**What is expected**
Each line with the word "between" must appear in the answer, copied from the records.

Records from a data source
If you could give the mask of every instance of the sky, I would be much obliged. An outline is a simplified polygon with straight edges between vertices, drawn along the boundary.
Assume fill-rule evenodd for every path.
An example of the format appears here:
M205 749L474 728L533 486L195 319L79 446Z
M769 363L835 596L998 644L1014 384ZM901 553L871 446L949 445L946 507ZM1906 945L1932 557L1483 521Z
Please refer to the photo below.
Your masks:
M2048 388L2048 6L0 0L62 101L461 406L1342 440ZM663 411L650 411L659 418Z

* * *

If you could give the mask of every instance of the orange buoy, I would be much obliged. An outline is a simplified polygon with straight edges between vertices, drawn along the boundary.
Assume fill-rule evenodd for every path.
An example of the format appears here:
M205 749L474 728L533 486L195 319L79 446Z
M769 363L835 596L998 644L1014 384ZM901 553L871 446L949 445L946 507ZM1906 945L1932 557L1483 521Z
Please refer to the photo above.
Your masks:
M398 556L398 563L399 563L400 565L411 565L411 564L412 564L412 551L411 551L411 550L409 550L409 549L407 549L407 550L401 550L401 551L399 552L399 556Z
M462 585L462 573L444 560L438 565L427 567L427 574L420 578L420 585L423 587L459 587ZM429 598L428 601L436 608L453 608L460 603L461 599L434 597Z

**Expected answer**
If you could give the mask of every instance of the sky, I would be much obliged. An outline is a simplified polygon with straight edges between vertices, drawn along the boundary.
If you could give the mask of every instance of the orange buoy, I would be much obliged. An outline is a simplified polygon with straight edges between vertices, drawn along the boundary.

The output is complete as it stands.